Would you please write out each entry precisely as given?

▸ **Point-per-instance localization data**

○ ○ ○

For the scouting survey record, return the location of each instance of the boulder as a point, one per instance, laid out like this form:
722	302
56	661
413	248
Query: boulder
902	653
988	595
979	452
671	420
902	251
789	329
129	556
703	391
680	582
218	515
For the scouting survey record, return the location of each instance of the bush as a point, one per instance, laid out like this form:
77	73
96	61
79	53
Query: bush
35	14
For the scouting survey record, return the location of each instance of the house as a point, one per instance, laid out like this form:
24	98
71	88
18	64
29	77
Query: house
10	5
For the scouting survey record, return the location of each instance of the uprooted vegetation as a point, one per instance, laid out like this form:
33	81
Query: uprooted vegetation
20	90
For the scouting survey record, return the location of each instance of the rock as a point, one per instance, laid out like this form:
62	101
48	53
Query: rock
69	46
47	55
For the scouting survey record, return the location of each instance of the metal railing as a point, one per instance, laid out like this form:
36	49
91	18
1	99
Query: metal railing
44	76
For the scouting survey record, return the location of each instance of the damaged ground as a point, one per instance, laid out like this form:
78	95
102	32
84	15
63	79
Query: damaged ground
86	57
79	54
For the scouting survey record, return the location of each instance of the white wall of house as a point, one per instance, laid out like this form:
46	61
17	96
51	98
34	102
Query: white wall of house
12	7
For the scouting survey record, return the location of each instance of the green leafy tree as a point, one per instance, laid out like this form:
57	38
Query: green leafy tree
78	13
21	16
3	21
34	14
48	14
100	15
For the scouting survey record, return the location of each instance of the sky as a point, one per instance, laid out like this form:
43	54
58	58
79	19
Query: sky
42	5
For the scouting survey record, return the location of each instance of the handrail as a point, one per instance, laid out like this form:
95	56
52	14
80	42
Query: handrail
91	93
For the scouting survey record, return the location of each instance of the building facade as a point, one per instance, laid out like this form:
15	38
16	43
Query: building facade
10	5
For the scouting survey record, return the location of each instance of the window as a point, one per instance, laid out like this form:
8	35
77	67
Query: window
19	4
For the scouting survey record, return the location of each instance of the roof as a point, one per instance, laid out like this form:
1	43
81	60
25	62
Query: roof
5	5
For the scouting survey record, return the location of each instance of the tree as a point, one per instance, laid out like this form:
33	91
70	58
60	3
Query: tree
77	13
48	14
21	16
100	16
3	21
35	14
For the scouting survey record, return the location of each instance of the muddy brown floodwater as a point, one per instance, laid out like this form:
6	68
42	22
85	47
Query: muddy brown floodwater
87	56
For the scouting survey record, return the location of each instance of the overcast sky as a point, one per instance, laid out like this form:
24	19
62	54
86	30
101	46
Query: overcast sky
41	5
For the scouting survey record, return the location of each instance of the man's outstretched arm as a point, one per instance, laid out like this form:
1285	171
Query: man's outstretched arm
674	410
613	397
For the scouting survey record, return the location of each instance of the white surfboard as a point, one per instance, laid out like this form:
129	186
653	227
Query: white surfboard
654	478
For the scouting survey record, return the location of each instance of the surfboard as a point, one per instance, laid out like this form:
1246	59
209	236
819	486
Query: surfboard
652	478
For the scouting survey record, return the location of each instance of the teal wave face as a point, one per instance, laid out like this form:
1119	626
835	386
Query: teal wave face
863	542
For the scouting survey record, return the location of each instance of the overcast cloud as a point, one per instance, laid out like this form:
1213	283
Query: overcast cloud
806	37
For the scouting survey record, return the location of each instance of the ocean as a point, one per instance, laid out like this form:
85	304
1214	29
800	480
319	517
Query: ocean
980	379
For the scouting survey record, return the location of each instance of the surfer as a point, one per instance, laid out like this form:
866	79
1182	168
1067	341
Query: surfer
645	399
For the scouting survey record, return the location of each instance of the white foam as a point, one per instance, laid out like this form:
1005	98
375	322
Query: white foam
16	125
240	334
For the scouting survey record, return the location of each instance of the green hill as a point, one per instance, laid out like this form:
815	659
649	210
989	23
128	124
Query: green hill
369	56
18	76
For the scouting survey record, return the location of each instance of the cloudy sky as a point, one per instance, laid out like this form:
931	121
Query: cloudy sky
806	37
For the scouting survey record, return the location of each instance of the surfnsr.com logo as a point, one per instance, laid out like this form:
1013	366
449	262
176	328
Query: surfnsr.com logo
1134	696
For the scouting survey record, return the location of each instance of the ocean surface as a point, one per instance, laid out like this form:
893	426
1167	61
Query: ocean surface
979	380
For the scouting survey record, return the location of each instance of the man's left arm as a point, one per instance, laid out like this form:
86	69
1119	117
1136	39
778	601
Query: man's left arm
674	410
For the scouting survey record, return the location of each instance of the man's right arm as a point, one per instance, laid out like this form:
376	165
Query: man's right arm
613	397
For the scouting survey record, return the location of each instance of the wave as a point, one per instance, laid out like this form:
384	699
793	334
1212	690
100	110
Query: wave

○ ○ ○

▸ **TASK OUTPUT**
For the scouting survey record, return the location of each instance of the boulder as a point, one per instance, laid out like this form:
722	302
56	661
413	248
Query: boulder
902	653
988	595
979	452
671	420
902	251
789	329
129	556
703	391
680	582
218	515
For the scouting survey record, return the location of each instance of the bush as a point, one per instance, laid out like this form:
77	73
96	61
79	53
Query: bush
35	14
For the scouting survey record, return the location of each instance of the house as a point, one per instance, laid out like this form:
24	98
71	88
18	64
29	77
Query: house
10	5
For the scouting survey record, return the location of each instance of the uprooted vegetation as a point, one per instance, laid out like this form:
33	81
Query: uprooted vegetation
20	90
For the scouting survey record, return the location of each instance of the rock as a point, one per instance, laid out like this form:
62	101
48	53
Query: rock
69	46
47	55
For the scouting survey record, return the location of each instance of the metal railing as a point, one per instance, laid out like this form:
36	49
91	18
1	99
Query: metal railing
44	76
For the scouting survey record, return the location of each instance of the damaged ground as a point, one per instance, laid out like this form:
78	95
102	32
84	15
63	79
Query: damaged ground
86	57
79	54
For the scouting survey record, return the location of each instance of the white wall of house as a point, one per instance, laid out like this form:
46	61
17	96
51	98
34	102
Query: white wall of house
12	7
For the scouting survey record, return the location of each instance of the green leafy tree as a point, one per instance, laid out like this form:
57	38
Query: green leafy tree
78	13
21	16
3	21
34	14
48	14
100	15
For the scouting survey record, return the location of each instance of the sky as a point, one per instance, laid out like this form:
43	54
58	58
79	19
Query: sky
42	5
For the scouting survey record, return the location of each instance of the handrail as a point, one per instance, laid out like this form:
95	56
52	14
80	42
Query: handrail
91	93
For the scouting survey record, return the location of each instance of the building facade as a point, one per instance, laid out like this form:
15	38
16	43
Query: building facade
10	5
For the scouting survey record, return the location of each instance of the window as a point, one per instance, laid out like this form:
8	35
77	67
Query: window
19	4
For the scouting survey record, return the location of each instance of the roof as a point, one per instance, laid out like this form:
1	43
81	60
25	62
Query: roof
5	5
For the scouting survey record, return the location of each instance of the tree as a point, one per instance, laid out like this form:
33	91
70	58
60	3
Query: tree
77	13
48	14
21	16
100	16
3	21
35	14
For the scouting survey record, return the location of each instance of the muddy brown floodwater as a point, one per instance, laid out like this form:
6	68
42	22
85	47
Query: muddy brown floodwater
87	56
For the scouting survey record, return the location of each instance of the overcast sky as a point, one per instance, laid out like this form:
24	19
62	54
86	30
101	46
Query: overcast sky
41	5
For the scouting survey record, return the location of each instance of the man's outstretched arm as a point, one per instance, laid out like this form:
1285	171
Query: man's outstretched arm
674	410
613	397
For the scouting survey record, return the location of each instance of the white surfboard as a point, one per instance, laid out like this form:
129	186
653	227
Query: white surfboard
654	478
For the scouting survey record, return the location of each instance of the surfboard as a point, one per instance, laid out like this form:
1246	59
209	236
819	486
Query: surfboard
652	478
For the scouting survey record, return the location of each instance of the teal wave face as a point, one per instance, laid out like this form:
1119	626
835	386
Query: teal wave face
863	542
For the scouting survey record, return the location of each instance of the overcast cloud as a point, one per instance, laid out like this form:
1213	283
Query: overcast cloud
806	37
For the scouting survey record, return the location of each instance of the ocean as a point, one per instance, laid out like this form:
85	304
1214	29
800	480
319	517
Query: ocean
980	379
For the scouting survey record, return the location of each instance of the surfer as a point, one per instance, laid out like this form:
866	79
1182	168
1067	341
Query: surfer
645	399
For the scouting survey record, return the location of each instance of the white foam as a point, one per instance, laid out like this form:
1005	98
375	322
Query: white foam
16	125
240	334
For the scouting survey record, return the location of each instance of the green hill as a point, one per instance, laid out like this form:
815	659
649	210
989	23
128	124
Query: green hill
369	56
18	76
For the scouting survey record, return the location of each instance of the cloudy sky as a point, one per instance, laid out like this form:
931	121
Query: cloudy sky
806	37
For the scouting survey record, return the location of each instance of the surfnsr.com logo as a point, one per instance, laid out like this form:
1013	366
449	262
176	328
Query: surfnsr.com logo
1134	696
For the scouting survey record, return the location of each instance of the ocean surface as a point, one per instance, laid out like this form:
893	426
1167	61
Query: ocean surface
979	380
For the scouting survey record, return the location of each instance of the man's left arm as a point, one per instance, laid out like this form:
86	69
1119	117
1136	39
778	601
Query: man's left arm
674	410
For the scouting survey record, return the location of each instance of the man's right arm as a point, one per instance, laid out like this form:
376	165
Query: man's right arm
613	397
For the scouting survey record, return the location of each instance of the wave as a point, one per instance, laid out like this form:
384	699
793	334
1212	690
100	110
Query: wave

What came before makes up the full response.